Data section -
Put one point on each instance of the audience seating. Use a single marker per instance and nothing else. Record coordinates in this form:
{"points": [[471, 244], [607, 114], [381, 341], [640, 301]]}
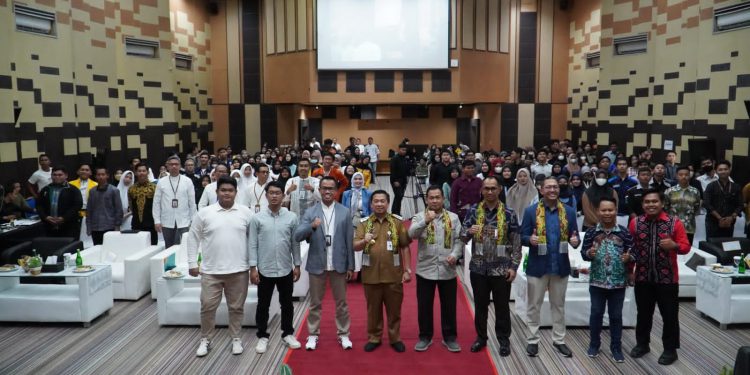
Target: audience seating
{"points": [[715, 247], [128, 254]]}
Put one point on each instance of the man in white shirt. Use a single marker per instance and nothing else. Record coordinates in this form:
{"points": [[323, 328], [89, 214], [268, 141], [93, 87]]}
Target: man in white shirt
{"points": [[373, 151], [41, 177], [221, 231], [209, 195], [174, 203], [327, 227], [255, 195], [302, 190]]}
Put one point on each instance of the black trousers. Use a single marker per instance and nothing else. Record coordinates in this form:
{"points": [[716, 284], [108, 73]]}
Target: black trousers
{"points": [[500, 289], [425, 303], [647, 297], [398, 195], [285, 286]]}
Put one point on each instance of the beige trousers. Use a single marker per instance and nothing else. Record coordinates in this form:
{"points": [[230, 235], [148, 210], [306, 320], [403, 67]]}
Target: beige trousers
{"points": [[537, 287], [234, 288], [317, 291]]}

Instructions to follow -
Reproduce every entry exactly, but omit each picture.

Task result -
Put one point on each instance of the audience seating. Use a single marker per instance and nothing else. Record coordinates in this form:
{"points": [[471, 244], [607, 114], [381, 341], [640, 301]]}
Target: audience seating
{"points": [[715, 247], [128, 254]]}
Put one point on each instance of the man in white shirt. Use a single marker per instance and nothing else. Record coordinates in this form:
{"points": [[323, 328], [89, 214], [268, 141], [93, 87]]}
Target: man in white shirt
{"points": [[373, 151], [41, 177], [221, 231], [209, 195], [174, 203], [327, 227], [255, 195], [302, 190]]}
Put one point on each instance of the black trousers. Use a single marker per instance and nothing else. Record coordinates in this form:
{"points": [[716, 284], [108, 73]]}
Target: black trousers
{"points": [[500, 289], [425, 303], [647, 297], [398, 195], [285, 286]]}
Put one point on each instance of the beige trousers. Use a single marker per instance and nothing else. Record coordinates in this form:
{"points": [[230, 235], [148, 210], [306, 320], [403, 67]]}
Target: beige trousers
{"points": [[537, 287], [234, 288], [317, 291]]}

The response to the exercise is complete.